**What is expected**
Among the lines below, restate word for word only those from the line with "In this picture, where can the tree" through the line with "In this picture, where can the rectangular", with both end lines kept.

**Given information**

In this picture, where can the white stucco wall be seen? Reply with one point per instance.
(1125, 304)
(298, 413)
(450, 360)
--
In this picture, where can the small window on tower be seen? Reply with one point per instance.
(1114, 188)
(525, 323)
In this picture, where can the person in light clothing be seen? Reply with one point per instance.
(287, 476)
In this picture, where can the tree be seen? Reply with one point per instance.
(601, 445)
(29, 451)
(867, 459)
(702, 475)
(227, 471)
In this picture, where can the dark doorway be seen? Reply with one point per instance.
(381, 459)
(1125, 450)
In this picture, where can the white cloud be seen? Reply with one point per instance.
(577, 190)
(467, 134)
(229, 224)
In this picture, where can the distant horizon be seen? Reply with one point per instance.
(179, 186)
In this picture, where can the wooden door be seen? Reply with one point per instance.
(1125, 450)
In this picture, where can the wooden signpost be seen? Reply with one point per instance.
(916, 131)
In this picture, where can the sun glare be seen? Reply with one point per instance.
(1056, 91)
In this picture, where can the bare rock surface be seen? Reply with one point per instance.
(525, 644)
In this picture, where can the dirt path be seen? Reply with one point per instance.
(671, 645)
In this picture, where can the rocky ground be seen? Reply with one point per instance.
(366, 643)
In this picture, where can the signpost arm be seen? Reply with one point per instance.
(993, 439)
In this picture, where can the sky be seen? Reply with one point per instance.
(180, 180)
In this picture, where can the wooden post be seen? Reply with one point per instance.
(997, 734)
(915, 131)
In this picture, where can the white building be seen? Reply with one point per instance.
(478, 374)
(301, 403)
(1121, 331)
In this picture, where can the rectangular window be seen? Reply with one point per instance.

**Solved problem**
In this picture, where can the tree be seen? Reply with one point per instance.
(601, 445)
(29, 451)
(867, 459)
(702, 475)
(227, 471)
In this picture, where can the dark doorway be seen? Reply with one point per instance.
(381, 459)
(1125, 450)
In this picture, where can the white cloud be seen? Reply with one point per instance.
(577, 190)
(467, 134)
(229, 224)
In this picture, where can the distant horizon be seen? Reply with one point per instance.
(179, 186)
In this picture, where can the wooden door be seen? Reply with one point per instance.
(1125, 450)
In this picture, where can the wooden signpost be seen? Reply with one point per instance.
(916, 131)
In this picture, where can the sun glare be seen? Reply with one point per instance.
(1056, 91)
In this picture, where can the bare rock surface be seen? Reply with one point per instance.
(525, 644)
In this picture, where can the dirt path be seen? Reply with one point per instance.
(671, 645)
In this picture, where can the rocky ground be seen? Reply with one point per instance.
(366, 643)
In this picture, where can the signpost arm be seen? Reply with one point per instance.
(993, 439)
In this picture, where can the sky be seen? Reply with one point per instance.
(180, 180)
In this picture, where can the wooden post be seen? Reply with one point per instance.
(997, 734)
(915, 131)
In this picture, where can the white building be seen? Reply with one point per instance.
(478, 374)
(301, 403)
(1121, 331)
In this picture, where can the rectangular window be seen? Reply with one point per instance.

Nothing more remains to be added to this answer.